Schreibe die Zeilen von der Zeile mit „Objective — a point for each instance of the fried vada“ bis zum Ende der Datensätze neu und ersetze darin „Markers“ durch „Points“, während alles andere unverändert bleibt.

*** Extrahierte Datensätze ***

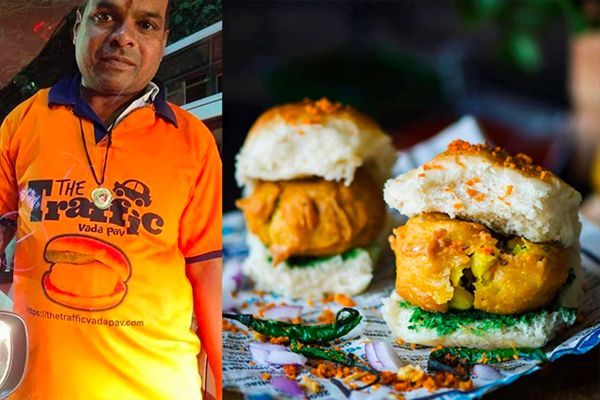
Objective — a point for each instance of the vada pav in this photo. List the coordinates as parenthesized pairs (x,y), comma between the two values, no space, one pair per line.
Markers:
(312,173)
(490,255)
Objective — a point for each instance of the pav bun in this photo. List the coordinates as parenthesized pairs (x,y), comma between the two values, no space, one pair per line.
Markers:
(479,183)
(313,138)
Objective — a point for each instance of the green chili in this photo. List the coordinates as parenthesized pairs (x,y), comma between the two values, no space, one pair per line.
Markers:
(456,359)
(475,356)
(346,319)
(336,356)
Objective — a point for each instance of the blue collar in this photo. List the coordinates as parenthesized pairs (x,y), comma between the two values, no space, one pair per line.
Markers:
(66,92)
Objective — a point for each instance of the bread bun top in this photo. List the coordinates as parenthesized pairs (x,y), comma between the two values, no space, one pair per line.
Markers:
(313,138)
(78,249)
(509,194)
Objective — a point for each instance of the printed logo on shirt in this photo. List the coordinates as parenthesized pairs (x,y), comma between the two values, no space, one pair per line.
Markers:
(55,199)
(85,273)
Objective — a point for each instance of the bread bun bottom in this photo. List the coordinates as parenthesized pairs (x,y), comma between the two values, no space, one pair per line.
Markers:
(349,275)
(536,332)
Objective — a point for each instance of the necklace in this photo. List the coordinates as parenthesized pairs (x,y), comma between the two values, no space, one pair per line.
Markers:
(101,196)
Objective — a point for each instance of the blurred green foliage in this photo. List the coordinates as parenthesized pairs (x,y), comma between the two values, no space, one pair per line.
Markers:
(189,16)
(386,85)
(522,22)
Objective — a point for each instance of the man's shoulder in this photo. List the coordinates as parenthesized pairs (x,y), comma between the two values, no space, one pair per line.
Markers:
(189,124)
(32,104)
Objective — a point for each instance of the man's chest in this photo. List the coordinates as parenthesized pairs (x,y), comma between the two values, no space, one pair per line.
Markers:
(147,177)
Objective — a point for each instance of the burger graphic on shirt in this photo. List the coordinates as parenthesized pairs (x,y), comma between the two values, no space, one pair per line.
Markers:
(85,273)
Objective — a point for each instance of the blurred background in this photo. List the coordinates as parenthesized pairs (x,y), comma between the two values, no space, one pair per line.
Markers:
(528,70)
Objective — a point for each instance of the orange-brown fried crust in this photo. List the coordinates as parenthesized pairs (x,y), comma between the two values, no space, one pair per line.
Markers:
(314,217)
(497,156)
(431,249)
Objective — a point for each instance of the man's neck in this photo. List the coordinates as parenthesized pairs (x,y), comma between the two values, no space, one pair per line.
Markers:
(107,107)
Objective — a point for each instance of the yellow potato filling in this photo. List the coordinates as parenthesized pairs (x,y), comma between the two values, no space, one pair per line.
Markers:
(444,263)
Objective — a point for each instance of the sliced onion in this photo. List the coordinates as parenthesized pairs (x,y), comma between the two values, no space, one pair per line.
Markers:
(287,385)
(259,355)
(372,357)
(383,357)
(380,394)
(283,312)
(233,271)
(279,357)
(260,351)
(486,372)
(229,303)
(268,346)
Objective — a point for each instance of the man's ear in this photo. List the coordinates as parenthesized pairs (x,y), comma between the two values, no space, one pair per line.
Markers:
(165,38)
(76,25)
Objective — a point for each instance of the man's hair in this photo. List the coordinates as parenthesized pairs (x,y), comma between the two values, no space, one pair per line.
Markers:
(83,5)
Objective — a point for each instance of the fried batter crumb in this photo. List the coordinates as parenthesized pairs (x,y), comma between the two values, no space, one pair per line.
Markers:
(265,376)
(291,370)
(229,327)
(344,300)
(310,386)
(326,317)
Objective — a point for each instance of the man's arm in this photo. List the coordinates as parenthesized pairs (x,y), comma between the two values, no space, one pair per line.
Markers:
(205,277)
(7,233)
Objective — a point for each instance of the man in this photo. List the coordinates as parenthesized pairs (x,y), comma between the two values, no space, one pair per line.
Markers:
(118,231)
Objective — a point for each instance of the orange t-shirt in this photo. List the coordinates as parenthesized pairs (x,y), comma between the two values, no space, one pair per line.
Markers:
(104,292)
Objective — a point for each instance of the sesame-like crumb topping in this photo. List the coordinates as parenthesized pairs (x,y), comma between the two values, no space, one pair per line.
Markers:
(499,156)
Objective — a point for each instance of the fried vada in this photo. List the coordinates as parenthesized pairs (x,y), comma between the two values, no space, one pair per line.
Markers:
(312,174)
(489,257)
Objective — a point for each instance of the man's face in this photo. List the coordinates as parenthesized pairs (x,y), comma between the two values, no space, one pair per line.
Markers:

***

• Lösung folgt:
Objective — a point for each instance of the fried vada in this photo. List the coordinates as parenthesized pairs (x,y), comma between the two values, no space, one pair per line.
Points:
(312,174)
(489,257)
Objective — a point for each instance of the man's face in this photo. List the coordinates as parenthesized pairs (x,y), comma between the two values, no space, one pair per line.
Points:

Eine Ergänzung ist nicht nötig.